[YOUR TASK]: The full set of entries must be copied exactly.

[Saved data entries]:

_ _ _

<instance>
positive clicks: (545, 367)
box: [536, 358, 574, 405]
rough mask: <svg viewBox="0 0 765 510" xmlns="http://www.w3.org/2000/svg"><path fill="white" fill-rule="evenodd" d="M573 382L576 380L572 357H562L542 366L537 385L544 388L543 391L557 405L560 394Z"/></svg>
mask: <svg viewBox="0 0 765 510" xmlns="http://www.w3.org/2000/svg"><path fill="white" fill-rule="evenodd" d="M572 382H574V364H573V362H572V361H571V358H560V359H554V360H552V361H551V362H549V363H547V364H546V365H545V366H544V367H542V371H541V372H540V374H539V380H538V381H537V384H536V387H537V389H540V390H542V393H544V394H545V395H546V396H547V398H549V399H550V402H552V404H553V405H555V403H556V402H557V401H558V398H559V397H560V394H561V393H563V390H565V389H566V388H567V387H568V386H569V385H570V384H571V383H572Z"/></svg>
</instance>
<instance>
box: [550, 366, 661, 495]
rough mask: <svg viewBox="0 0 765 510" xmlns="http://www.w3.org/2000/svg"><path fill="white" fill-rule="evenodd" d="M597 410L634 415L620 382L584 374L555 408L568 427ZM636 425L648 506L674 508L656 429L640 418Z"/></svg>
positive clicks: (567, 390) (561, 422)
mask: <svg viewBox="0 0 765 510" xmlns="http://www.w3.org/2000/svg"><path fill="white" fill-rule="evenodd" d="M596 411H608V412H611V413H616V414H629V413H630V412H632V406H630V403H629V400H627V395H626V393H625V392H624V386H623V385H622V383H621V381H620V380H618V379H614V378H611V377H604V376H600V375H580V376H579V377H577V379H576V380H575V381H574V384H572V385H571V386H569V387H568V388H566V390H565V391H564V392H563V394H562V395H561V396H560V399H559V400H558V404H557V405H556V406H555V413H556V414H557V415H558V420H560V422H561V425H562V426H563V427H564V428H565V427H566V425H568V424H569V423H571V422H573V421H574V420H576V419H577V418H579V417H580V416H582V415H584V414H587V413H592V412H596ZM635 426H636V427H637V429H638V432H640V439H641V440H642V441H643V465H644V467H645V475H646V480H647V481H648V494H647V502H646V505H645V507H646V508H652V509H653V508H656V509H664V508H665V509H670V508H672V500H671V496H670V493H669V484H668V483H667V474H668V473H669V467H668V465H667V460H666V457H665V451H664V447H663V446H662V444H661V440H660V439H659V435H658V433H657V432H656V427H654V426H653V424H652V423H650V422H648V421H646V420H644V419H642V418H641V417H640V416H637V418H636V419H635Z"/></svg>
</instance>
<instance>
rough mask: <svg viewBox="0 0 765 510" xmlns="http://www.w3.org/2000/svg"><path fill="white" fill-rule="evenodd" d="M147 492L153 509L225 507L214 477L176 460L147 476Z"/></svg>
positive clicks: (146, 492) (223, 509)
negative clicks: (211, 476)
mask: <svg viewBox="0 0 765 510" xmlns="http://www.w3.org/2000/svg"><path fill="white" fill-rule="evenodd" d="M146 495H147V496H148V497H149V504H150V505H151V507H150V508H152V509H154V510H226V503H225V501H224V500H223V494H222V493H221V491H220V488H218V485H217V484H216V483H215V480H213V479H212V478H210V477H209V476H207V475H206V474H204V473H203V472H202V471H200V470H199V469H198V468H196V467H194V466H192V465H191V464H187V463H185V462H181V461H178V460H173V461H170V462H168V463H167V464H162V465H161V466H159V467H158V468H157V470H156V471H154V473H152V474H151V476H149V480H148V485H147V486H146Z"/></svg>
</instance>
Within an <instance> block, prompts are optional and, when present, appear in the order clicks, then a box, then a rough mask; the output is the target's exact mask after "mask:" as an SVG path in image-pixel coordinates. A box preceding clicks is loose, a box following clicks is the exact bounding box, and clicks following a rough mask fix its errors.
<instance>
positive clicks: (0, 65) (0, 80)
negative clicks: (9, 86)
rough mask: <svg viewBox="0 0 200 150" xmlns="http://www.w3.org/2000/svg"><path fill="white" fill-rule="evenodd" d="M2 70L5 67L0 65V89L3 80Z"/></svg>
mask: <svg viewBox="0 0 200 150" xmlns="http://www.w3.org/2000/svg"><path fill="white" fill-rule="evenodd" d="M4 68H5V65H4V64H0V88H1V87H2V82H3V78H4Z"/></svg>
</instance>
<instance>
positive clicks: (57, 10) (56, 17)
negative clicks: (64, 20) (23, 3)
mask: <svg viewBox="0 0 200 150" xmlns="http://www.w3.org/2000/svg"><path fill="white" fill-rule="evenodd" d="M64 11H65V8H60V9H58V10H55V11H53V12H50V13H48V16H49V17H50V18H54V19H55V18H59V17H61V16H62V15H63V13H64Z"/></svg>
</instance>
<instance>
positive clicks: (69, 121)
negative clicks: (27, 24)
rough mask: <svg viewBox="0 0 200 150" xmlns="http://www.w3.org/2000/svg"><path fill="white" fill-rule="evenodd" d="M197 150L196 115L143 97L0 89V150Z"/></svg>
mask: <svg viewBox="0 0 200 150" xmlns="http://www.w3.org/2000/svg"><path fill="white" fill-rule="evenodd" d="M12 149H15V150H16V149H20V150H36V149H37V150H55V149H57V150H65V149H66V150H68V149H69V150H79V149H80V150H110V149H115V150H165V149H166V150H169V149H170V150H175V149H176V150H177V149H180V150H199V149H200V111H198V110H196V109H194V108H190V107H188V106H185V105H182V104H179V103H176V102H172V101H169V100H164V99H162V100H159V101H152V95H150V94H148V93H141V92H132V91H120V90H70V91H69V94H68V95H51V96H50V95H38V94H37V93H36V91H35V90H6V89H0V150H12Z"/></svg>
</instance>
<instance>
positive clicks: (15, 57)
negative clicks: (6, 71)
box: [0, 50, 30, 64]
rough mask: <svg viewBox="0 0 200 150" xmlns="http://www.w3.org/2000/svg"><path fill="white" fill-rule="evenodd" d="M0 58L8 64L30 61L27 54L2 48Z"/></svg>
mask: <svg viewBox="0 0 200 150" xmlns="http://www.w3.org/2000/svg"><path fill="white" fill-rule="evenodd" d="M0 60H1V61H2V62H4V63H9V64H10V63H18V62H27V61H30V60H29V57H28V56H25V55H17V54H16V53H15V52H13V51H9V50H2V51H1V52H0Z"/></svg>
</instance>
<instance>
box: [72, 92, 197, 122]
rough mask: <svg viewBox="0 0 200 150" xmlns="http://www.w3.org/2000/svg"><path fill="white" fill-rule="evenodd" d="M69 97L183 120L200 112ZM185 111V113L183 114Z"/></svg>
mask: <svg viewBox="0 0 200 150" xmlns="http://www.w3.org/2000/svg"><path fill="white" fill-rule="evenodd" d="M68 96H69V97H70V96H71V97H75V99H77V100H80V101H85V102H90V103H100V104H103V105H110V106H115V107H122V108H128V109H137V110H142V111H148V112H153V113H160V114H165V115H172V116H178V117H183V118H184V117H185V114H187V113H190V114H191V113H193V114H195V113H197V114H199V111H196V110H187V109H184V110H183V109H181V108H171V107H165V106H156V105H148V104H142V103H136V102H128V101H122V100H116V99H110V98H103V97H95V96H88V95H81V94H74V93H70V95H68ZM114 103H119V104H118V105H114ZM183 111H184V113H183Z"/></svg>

_ _ _

[SOLUTION TO THIS EXERCISE]:
<instance>
positive clicks: (545, 367)
box: [536, 358, 574, 405]
rough mask: <svg viewBox="0 0 765 510" xmlns="http://www.w3.org/2000/svg"><path fill="white" fill-rule="evenodd" d="M573 382L576 380L572 357H562L542 366L537 385L544 388L543 391L557 405L560 394Z"/></svg>
mask: <svg viewBox="0 0 765 510" xmlns="http://www.w3.org/2000/svg"><path fill="white" fill-rule="evenodd" d="M572 382H574V364H573V362H572V361H571V358H560V359H554V360H552V361H551V362H549V363H547V364H546V365H545V366H544V367H542V371H541V372H540V374H539V380H538V381H537V384H536V387H537V389H540V390H542V393H544V394H545V395H546V396H547V398H549V399H550V402H552V404H553V405H555V403H556V402H557V401H558V398H559V397H560V394H561V393H563V390H565V389H566V388H567V387H568V386H569V385H570V384H571V383H572Z"/></svg>
</instance>
<instance>
box: [550, 366, 661, 495]
rough mask: <svg viewBox="0 0 765 510" xmlns="http://www.w3.org/2000/svg"><path fill="white" fill-rule="evenodd" d="M597 410L634 415L620 382L584 374L555 408L568 427ZM636 425L648 506L674 508L656 429L640 418Z"/></svg>
positive clicks: (567, 390) (561, 422)
mask: <svg viewBox="0 0 765 510" xmlns="http://www.w3.org/2000/svg"><path fill="white" fill-rule="evenodd" d="M596 411H608V412H611V413H616V414H629V413H630V412H632V406H630V403H629V400H627V395H626V393H625V392H624V386H623V385H622V383H621V381H620V380H618V379H614V378H611V377H604V376H600V375H580V376H579V377H577V379H576V380H575V381H574V384H572V385H571V386H569V387H568V388H566V390H565V391H564V392H563V394H562V395H561V396H560V399H559V400H558V404H557V405H556V406H555V413H556V414H557V415H558V420H560V422H561V425H562V426H563V427H564V428H565V427H566V425H568V424H569V423H571V422H573V421H574V420H576V419H577V418H579V417H580V416H582V415H584V414H587V413H592V412H596ZM635 426H636V427H637V429H638V432H640V439H641V440H642V441H643V465H644V467H645V475H646V480H647V481H648V494H647V502H646V505H645V507H646V508H652V509H653V508H656V509H664V508H665V509H670V508H672V500H671V496H670V493H669V484H668V483H667V474H668V473H669V467H668V465H667V460H666V457H665V451H664V447H663V446H662V444H661V440H660V439H659V435H658V433H657V432H656V427H654V426H653V424H652V423H650V422H648V421H646V420H644V419H642V418H641V417H640V416H637V418H636V419H635Z"/></svg>
</instance>
<instance>
rough mask: <svg viewBox="0 0 765 510" xmlns="http://www.w3.org/2000/svg"><path fill="white" fill-rule="evenodd" d="M147 492L153 509L225 507L214 477L176 460L147 476Z"/></svg>
positive clicks: (146, 492) (223, 509)
negative clicks: (211, 476)
mask: <svg viewBox="0 0 765 510" xmlns="http://www.w3.org/2000/svg"><path fill="white" fill-rule="evenodd" d="M146 495H147V496H148V497H149V504H150V505H151V507H150V508H152V509H154V510H226V503H225V501H224V500H223V494H222V493H221V491H220V488H218V485H217V484H216V483H215V480H213V479H212V478H210V477H209V476H207V475H206V474H204V473H203V472H202V471H200V470H199V469H198V468H196V467H194V466H192V465H191V464H187V463H185V462H181V461H178V460H173V461H170V462H168V463H167V464H162V465H161V466H159V467H158V468H157V470H156V471H154V473H152V474H151V476H149V480H148V485H147V486H146Z"/></svg>
</instance>
Within an <instance> block, prompts are optional and, when present, appear in the order clicks, then a box, then a rough mask; the output is the target's exact mask after "mask:" as an SVG path in image-pixel coordinates. A box preceding clicks is loose, a box following clicks is the exact bounding box, and clicks following a rough mask fix its errors.
<instance>
positive clicks: (0, 65) (0, 80)
negative clicks: (9, 86)
rough mask: <svg viewBox="0 0 200 150" xmlns="http://www.w3.org/2000/svg"><path fill="white" fill-rule="evenodd" d="M2 70L5 67L0 65V89L3 80Z"/></svg>
mask: <svg viewBox="0 0 200 150" xmlns="http://www.w3.org/2000/svg"><path fill="white" fill-rule="evenodd" d="M4 68H5V65H4V64H0V88H1V87H2V82H3V78H4Z"/></svg>
</instance>
<instance>
positive clicks: (57, 10) (56, 17)
negative clicks: (64, 20) (23, 3)
mask: <svg viewBox="0 0 200 150" xmlns="http://www.w3.org/2000/svg"><path fill="white" fill-rule="evenodd" d="M64 11H65V8H60V9H58V10H55V11H53V12H50V13H48V16H49V17H50V18H54V19H55V18H59V17H61V16H62V15H63V13H64Z"/></svg>
</instance>
<instance>
positive clicks: (69, 121)
negative clicks: (27, 24)
rough mask: <svg viewBox="0 0 200 150" xmlns="http://www.w3.org/2000/svg"><path fill="white" fill-rule="evenodd" d="M197 150L196 115L143 97L0 89V150Z"/></svg>
mask: <svg viewBox="0 0 200 150" xmlns="http://www.w3.org/2000/svg"><path fill="white" fill-rule="evenodd" d="M12 149H15V150H16V149H20V150H36V149H37V150H55V149H57V150H65V149H66V150H68V149H69V150H79V149H80V150H110V149H115V150H165V149H166V150H169V149H170V150H175V149H176V150H177V149H180V150H199V149H200V111H198V110H196V109H194V108H190V107H188V106H185V105H182V104H179V103H176V102H172V101H169V100H164V99H162V100H159V101H152V95H150V94H148V93H141V92H132V91H120V90H70V91H69V94H68V95H51V96H50V95H38V94H37V93H36V91H35V90H6V89H0V150H12Z"/></svg>
</instance>
<instance>
positive clicks: (15, 57)
negative clicks: (6, 71)
box: [0, 50, 30, 64]
rough mask: <svg viewBox="0 0 200 150" xmlns="http://www.w3.org/2000/svg"><path fill="white" fill-rule="evenodd" d="M0 58L8 64L30 61L27 54L2 48Z"/></svg>
mask: <svg viewBox="0 0 200 150" xmlns="http://www.w3.org/2000/svg"><path fill="white" fill-rule="evenodd" d="M0 60H1V61H2V62H4V63H9V64H10V63H18V62H27V61H30V60H29V57H28V56H25V55H17V54H16V53H15V52H13V51H9V50H2V51H1V52H0Z"/></svg>
</instance>
<instance>
box: [72, 92, 197, 122]
rough mask: <svg viewBox="0 0 200 150" xmlns="http://www.w3.org/2000/svg"><path fill="white" fill-rule="evenodd" d="M69 97L183 120L200 112ZM185 111V113L183 114Z"/></svg>
mask: <svg viewBox="0 0 200 150" xmlns="http://www.w3.org/2000/svg"><path fill="white" fill-rule="evenodd" d="M68 96H69V97H70V96H71V97H75V99H77V100H80V101H85V102H90V103H100V104H103V105H110V106H115V107H122V108H128V109H137V110H142V111H148V112H153V113H160V114H165V115H172V116H178V117H183V118H184V117H185V114H187V113H190V114H191V113H193V114H195V113H197V114H199V111H196V110H187V109H184V110H183V109H181V108H171V107H165V106H156V105H148V104H142V103H136V102H128V101H122V100H116V99H110V98H103V97H95V96H88V95H81V94H74V93H70V95H68ZM114 103H119V104H118V105H114ZM183 111H184V113H183Z"/></svg>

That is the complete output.